> [CONSIGNE A]:
Indiquez combien de lignes des enregistrements contiennent la chaîne « wetsuit », en respectant la casse. Donnez uniquement ce nombre.

> [TEXTE SOURCE]:

=======

Gabriel Ozouf — 13 septembre 2021
Fenêtre sur courbe
Avant la mise à jour 15.3.0, les courbes de notre application fonctions étaient certes très joliement dessinées, mais le zoom appliqué laissait parfois à désirer. Pour pallier à ce problème, nous avons dû développer un algorithme capable de calculer un repère adapté à chaque fonction.
Des problèmes d’échelle
Un grapheur est un outil pédagogique puissant pour un élève découvrant les mathématiques. Il l’aide à se familiariser avec les notions de l’analyse, à explorer les différents types de fonctions pour en découvrir les propriétés. Prenons l’exemple d’un élève qui souhaite se faire une idée des variations de la fonction f(x)=x(x-1)(x-3)
. Il entre l’expression dans l’application Fonctions de sa calculatrice, avec la version 14 de notre logiciel…
… et se rend ainsi compte que cette fonction est strictement croissante, avec une unique racine en zéro ?
Heureusement pour nous, cet élève n’a pas somnolé pendant ses cours de mathématiques, et sait très bien que cette fonction n’est pas monotone. Sa calculatrice lui mentirait-elle ? Le grapheur dit bien la vérité, mais le zoom choisi ne fait pas honneur à ce polynôme du troisième degré… Ne serait-ce pas mieux si la fenêtre proposée ressemblait davantage à ceci ?
Un algorithme un peu trop simple
Comment la calculatrice a-t-elle décidé de cette fenêtre, décidément sous-optimale, pour afficher la courbe ?
Jusqu’à la version 14, l’algorithme employé était très simple. Par défaut, l’axe horizontal s’étendait de -10 à 10, et l’axe vertical était choisi pour afficher l’intégralité de la courbe.
Sur la première image, les limites de l’axe des ordonnées sont donc les valeurs extrêmes de la courbe, ici f(-10)=-1430
et f(10)=630
. Sachant que les extrema locaux de la fonction ont des valeurs de l’ordre de l’unité, pas étonnant qu’ils soient complètement invisibles.
Pour la version 15, nous avons décidé de mettre à jour notre grapheur pour qu’il soit capable de zoomer sur les courbes de façon bien plus intelligente.

=======

> [DONNÉES DE L'EXERCICE]:
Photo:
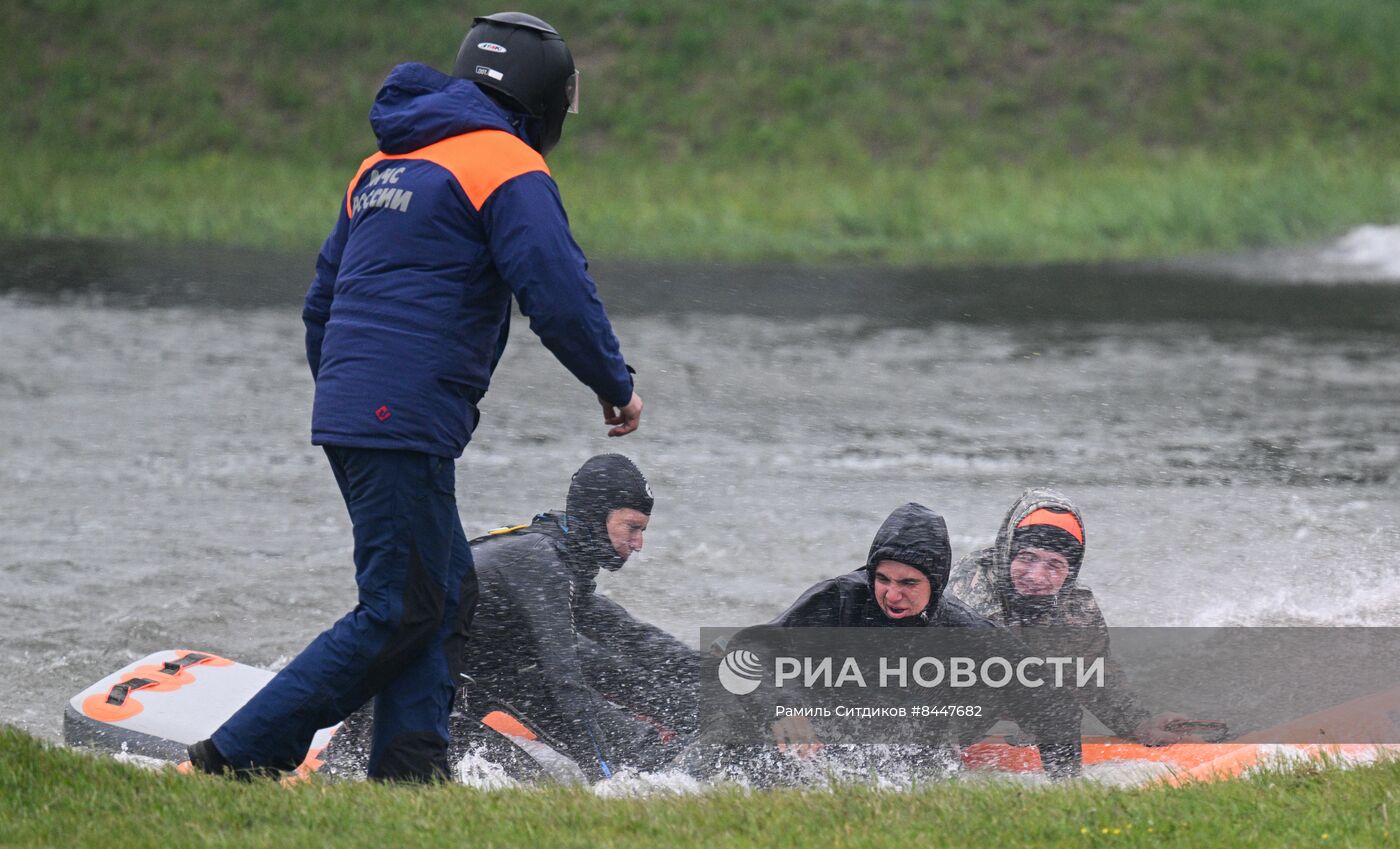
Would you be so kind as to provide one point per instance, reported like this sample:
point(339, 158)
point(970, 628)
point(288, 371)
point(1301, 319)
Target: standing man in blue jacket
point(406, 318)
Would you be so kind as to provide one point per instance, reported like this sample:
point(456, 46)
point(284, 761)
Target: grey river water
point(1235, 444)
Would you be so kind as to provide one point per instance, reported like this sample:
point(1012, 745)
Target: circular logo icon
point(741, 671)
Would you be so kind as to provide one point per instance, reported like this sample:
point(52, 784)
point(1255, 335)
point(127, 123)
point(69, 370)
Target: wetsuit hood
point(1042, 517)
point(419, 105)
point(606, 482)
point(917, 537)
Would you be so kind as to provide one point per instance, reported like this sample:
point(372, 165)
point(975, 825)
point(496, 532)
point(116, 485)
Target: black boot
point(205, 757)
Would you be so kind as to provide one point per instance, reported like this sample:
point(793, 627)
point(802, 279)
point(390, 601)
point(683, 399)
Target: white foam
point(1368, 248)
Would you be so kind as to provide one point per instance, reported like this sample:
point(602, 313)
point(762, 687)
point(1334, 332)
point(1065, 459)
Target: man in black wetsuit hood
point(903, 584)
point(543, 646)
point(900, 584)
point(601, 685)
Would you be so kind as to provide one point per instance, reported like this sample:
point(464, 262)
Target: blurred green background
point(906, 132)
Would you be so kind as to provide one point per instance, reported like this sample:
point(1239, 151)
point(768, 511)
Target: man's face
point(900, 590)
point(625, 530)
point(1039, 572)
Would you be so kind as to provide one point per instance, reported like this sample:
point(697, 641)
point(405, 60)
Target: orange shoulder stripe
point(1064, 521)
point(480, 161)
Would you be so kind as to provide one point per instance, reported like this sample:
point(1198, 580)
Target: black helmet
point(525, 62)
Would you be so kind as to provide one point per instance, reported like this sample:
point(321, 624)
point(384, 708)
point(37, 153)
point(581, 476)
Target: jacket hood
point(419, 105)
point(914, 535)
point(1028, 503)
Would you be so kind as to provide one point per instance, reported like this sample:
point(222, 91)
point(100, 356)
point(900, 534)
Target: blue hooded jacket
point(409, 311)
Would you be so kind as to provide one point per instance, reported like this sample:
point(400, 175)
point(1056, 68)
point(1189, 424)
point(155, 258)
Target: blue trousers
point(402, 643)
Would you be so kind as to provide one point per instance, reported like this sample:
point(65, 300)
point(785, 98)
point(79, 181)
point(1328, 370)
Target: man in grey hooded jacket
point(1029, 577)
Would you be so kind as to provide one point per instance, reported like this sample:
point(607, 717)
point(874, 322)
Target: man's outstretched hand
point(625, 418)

=======

> [CONSIGNE B]:
D'après le texte source sur le grapheur, quelle était l'étendue par défaut de l'axe horizontal jusqu'à la version 14 ?

> [RÉPONSE COMPLÈTE A]:
2

> [RÉPONSE COMPLÈTE B]:
De -10 à 10.